Instruction
Locate the line containing "of the bread" in the data below. Reproduce it and every following line up to the end, exactly as given.

------ Data in this exercise

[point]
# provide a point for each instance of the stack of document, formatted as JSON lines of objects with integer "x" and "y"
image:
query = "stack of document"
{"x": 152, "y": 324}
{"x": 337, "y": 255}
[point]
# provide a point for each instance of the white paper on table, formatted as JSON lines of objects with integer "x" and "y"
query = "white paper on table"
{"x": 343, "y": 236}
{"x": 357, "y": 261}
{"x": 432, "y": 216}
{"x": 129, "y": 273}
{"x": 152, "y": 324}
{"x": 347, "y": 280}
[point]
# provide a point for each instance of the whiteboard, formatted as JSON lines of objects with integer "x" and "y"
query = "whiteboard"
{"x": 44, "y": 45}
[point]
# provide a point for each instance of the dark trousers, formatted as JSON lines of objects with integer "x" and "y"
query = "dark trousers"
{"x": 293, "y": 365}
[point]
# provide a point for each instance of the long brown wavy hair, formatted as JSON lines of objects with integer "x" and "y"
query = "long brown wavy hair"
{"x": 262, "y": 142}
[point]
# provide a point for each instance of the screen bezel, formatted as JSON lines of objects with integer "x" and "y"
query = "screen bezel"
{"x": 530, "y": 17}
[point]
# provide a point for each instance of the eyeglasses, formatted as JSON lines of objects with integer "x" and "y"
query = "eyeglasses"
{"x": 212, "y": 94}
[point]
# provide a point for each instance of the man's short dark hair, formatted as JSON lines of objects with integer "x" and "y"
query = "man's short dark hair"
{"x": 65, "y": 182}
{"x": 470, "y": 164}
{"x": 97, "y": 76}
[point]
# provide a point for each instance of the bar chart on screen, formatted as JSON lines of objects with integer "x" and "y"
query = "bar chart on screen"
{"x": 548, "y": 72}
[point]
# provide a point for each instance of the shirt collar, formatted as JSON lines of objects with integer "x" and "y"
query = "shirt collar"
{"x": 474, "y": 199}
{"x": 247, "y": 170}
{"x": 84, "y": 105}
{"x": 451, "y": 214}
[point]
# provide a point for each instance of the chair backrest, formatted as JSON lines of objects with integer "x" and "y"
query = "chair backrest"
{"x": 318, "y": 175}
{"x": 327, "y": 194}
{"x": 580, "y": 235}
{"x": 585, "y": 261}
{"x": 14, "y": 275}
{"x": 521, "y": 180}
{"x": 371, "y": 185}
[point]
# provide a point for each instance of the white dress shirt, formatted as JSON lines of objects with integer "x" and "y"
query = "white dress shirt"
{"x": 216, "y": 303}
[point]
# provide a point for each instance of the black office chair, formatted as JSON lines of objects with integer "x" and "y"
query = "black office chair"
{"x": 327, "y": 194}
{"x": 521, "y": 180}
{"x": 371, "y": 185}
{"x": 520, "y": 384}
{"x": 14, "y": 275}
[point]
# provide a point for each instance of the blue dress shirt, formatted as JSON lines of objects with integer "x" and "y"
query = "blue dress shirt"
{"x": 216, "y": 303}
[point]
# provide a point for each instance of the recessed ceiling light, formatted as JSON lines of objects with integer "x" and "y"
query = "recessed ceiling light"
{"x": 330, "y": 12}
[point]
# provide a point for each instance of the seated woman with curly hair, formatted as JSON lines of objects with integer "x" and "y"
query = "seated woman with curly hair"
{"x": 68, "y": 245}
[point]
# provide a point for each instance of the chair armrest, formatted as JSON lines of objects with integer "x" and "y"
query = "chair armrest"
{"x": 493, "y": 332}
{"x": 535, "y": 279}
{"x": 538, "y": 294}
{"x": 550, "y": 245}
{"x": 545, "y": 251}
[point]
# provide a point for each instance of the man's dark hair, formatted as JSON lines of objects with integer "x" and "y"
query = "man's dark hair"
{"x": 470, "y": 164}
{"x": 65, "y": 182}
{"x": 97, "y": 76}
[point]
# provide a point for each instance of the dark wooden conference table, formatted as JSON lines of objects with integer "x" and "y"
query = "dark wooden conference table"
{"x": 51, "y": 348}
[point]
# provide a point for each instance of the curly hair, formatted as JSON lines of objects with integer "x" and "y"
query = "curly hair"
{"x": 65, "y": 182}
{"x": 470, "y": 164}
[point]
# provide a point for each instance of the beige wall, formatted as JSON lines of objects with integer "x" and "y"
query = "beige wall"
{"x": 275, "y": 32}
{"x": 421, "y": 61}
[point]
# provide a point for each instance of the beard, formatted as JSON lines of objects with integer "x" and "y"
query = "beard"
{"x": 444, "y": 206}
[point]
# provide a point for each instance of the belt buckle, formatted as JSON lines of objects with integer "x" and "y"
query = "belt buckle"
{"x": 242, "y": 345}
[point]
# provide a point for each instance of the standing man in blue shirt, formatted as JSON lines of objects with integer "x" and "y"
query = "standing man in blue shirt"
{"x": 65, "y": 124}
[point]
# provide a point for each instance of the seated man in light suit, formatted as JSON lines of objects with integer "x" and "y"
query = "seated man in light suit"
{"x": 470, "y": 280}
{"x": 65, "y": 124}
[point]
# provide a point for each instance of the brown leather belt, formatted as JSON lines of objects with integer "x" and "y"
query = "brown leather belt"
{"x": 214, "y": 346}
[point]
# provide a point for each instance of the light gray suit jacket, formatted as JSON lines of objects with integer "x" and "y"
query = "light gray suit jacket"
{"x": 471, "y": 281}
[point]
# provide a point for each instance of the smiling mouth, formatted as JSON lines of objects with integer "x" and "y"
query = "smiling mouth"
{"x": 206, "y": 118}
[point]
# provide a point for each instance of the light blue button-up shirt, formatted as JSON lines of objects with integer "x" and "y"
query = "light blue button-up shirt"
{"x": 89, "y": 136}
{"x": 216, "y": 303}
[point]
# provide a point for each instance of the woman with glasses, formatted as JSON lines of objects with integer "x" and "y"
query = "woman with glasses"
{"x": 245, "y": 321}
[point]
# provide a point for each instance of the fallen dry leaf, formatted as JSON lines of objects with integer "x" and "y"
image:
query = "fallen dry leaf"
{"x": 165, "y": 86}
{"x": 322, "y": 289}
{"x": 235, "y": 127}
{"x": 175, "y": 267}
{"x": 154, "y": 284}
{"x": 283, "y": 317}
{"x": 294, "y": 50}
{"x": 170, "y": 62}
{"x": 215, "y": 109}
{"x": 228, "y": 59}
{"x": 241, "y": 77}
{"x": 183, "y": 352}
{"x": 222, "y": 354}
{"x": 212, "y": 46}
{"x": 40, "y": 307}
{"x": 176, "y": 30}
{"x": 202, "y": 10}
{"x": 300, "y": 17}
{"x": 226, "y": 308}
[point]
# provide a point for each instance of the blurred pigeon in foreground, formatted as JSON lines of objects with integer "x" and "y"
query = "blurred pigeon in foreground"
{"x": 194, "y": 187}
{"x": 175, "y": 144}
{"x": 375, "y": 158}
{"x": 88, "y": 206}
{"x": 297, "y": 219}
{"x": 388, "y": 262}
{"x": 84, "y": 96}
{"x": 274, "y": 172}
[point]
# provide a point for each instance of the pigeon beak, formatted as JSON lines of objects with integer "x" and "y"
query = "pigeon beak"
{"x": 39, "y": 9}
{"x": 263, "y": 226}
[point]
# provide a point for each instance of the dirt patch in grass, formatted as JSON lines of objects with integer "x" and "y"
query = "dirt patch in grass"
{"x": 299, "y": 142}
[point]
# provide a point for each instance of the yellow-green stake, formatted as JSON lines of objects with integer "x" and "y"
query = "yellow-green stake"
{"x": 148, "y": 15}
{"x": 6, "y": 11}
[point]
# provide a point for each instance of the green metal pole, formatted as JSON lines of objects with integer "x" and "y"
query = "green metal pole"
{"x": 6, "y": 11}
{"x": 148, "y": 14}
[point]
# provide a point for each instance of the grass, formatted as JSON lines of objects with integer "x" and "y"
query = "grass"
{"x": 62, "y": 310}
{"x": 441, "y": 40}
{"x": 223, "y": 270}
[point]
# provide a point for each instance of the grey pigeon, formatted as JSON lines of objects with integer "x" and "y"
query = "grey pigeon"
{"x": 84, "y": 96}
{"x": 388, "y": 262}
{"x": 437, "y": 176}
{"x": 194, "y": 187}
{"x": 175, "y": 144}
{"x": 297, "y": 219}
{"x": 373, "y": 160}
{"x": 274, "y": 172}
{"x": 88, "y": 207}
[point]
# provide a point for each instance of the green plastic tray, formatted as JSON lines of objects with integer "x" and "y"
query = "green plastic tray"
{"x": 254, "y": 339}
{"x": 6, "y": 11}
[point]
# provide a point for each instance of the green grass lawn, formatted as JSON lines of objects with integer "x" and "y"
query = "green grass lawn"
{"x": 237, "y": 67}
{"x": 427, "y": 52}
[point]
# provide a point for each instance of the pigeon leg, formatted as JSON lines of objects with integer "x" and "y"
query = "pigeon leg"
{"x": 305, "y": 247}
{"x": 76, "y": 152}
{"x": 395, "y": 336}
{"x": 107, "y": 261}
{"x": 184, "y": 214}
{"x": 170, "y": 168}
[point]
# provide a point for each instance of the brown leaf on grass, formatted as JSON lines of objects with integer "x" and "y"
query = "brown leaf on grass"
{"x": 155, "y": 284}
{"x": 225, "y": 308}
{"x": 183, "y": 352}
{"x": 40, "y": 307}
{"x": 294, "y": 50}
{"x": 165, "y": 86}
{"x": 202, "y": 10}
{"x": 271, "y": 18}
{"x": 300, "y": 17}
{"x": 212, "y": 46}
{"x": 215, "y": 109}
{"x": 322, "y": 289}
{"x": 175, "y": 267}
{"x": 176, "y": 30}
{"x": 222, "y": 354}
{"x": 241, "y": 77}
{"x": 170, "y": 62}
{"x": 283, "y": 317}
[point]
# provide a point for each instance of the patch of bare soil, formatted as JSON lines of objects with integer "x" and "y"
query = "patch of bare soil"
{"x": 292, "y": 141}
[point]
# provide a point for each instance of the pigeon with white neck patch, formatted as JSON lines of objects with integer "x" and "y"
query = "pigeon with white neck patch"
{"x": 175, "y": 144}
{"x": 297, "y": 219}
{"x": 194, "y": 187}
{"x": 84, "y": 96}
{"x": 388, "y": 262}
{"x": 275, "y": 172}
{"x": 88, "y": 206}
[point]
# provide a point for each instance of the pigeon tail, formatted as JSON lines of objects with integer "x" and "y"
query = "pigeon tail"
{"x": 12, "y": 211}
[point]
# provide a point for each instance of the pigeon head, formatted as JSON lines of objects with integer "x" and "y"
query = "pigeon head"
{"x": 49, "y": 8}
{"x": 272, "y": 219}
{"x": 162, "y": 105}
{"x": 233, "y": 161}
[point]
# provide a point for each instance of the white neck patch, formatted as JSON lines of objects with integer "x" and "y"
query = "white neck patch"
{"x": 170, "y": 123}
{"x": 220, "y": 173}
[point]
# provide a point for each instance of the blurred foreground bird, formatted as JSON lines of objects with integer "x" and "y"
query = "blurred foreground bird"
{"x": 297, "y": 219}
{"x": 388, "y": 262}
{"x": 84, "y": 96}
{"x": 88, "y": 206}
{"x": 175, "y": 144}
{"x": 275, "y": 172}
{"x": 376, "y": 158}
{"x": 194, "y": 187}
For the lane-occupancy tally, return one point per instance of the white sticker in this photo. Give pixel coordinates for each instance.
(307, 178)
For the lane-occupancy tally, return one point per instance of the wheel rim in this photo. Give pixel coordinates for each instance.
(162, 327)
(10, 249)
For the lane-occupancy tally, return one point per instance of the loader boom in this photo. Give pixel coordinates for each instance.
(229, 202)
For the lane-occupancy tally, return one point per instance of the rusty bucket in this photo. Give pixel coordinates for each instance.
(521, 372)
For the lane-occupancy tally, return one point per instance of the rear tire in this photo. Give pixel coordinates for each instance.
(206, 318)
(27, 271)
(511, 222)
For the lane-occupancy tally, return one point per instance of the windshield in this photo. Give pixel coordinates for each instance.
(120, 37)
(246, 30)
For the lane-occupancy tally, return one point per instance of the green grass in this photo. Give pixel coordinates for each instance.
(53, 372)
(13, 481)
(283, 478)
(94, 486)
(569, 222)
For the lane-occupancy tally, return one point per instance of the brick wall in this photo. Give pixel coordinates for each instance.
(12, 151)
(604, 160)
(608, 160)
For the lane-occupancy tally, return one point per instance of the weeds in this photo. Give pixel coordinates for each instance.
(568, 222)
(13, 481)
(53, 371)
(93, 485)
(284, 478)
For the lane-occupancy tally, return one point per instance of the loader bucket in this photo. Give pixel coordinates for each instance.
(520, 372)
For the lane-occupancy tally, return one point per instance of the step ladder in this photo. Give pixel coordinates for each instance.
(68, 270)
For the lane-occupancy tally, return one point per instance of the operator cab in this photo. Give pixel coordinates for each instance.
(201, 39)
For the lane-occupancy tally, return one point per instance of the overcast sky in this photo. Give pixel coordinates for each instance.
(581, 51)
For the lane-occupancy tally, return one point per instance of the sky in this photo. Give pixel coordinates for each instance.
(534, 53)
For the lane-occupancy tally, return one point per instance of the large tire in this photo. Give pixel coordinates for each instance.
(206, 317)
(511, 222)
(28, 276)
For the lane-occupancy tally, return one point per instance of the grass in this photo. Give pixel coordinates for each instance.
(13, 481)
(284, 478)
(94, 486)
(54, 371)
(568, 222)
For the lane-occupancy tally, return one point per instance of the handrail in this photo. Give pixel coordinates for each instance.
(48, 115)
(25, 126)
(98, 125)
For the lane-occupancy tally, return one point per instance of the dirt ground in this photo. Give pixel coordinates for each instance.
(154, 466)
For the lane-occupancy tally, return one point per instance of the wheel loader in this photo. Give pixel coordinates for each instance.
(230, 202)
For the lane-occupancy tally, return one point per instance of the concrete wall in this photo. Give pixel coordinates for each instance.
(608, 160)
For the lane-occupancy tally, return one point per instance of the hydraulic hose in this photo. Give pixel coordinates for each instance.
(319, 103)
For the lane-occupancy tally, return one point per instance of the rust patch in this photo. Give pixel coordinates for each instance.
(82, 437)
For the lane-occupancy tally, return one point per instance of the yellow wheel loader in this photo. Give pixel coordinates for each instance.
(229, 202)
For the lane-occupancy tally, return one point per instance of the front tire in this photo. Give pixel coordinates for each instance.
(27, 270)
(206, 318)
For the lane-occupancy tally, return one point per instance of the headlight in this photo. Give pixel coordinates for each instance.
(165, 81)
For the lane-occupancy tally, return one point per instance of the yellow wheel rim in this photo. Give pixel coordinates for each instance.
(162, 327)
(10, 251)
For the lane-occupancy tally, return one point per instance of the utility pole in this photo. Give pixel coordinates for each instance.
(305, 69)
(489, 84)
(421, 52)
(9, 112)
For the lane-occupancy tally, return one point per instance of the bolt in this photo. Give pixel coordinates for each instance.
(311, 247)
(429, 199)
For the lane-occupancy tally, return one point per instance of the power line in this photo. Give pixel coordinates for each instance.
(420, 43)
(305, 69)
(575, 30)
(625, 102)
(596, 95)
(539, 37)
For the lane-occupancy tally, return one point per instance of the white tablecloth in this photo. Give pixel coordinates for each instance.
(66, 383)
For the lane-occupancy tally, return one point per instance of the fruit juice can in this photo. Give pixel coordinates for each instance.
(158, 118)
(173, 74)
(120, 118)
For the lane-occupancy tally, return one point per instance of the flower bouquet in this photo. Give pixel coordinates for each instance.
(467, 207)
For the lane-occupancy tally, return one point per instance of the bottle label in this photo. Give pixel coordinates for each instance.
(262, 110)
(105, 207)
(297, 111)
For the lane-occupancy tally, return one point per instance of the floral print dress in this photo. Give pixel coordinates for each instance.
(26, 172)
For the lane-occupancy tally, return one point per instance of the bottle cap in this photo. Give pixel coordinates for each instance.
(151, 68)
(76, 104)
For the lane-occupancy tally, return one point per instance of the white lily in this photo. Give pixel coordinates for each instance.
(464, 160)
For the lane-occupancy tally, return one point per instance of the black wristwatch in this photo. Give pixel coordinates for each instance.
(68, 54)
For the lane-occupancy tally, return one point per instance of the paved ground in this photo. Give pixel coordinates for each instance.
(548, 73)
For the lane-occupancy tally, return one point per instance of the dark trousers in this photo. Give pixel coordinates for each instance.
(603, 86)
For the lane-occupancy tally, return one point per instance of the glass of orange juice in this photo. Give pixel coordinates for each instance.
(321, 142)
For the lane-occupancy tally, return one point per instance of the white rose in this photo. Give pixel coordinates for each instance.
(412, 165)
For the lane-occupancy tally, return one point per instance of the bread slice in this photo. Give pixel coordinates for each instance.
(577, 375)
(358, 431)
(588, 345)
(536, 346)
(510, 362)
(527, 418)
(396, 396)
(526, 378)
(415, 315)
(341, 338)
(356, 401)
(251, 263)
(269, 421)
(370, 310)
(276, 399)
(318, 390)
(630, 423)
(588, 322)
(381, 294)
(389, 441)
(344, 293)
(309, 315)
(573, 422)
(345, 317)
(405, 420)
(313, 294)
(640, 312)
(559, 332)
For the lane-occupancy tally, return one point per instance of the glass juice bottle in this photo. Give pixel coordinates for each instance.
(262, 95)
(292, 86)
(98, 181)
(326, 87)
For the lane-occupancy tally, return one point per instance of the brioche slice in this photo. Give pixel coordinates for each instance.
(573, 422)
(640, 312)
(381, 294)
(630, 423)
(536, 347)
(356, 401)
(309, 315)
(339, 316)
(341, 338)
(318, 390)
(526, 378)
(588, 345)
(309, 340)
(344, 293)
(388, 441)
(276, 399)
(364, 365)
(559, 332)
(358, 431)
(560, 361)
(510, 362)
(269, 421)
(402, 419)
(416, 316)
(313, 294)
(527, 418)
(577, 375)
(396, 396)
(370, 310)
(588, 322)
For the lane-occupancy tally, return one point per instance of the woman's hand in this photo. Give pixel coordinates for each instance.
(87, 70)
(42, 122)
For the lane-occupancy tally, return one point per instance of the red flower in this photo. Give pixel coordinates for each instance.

------------

Answer to the exercise
For the lane-occupancy tally, return one point per instance of the bread slice in this photo. Give pixel coordinates for each instance.
(577, 375)
(358, 431)
(588, 345)
(536, 346)
(510, 362)
(527, 418)
(396, 396)
(526, 378)
(415, 315)
(341, 338)
(356, 401)
(251, 263)
(269, 421)
(370, 310)
(276, 399)
(318, 390)
(630, 423)
(588, 322)
(381, 294)
(389, 441)
(344, 293)
(309, 315)
(573, 422)
(345, 317)
(405, 420)
(313, 294)
(640, 312)
(559, 332)
For the lane-occupancy tally, return one point per instance of the glass juice bottle in this photo. Give pixel coordinates for each instance.
(262, 95)
(292, 86)
(98, 181)
(326, 87)
For the lane-occupancy tally, return one point per instance of the brioche slice in this photo. Give pixel coordinates for each instance.
(573, 422)
(640, 312)
(381, 294)
(630, 423)
(536, 347)
(356, 401)
(309, 315)
(339, 316)
(341, 338)
(318, 390)
(526, 378)
(588, 345)
(309, 340)
(344, 293)
(388, 441)
(276, 399)
(364, 365)
(559, 332)
(358, 431)
(560, 361)
(510, 362)
(269, 421)
(402, 419)
(416, 316)
(313, 294)
(527, 418)
(577, 375)
(396, 396)
(370, 310)
(588, 322)
For the lane-occupancy tally, return one point per instance of the woman's hand in this photo. Give pixel coordinates for each instance.
(87, 70)
(42, 122)
For the lane-occupancy tally, return one point per instance of the red flower in this photo. Give pixel coordinates for each instance.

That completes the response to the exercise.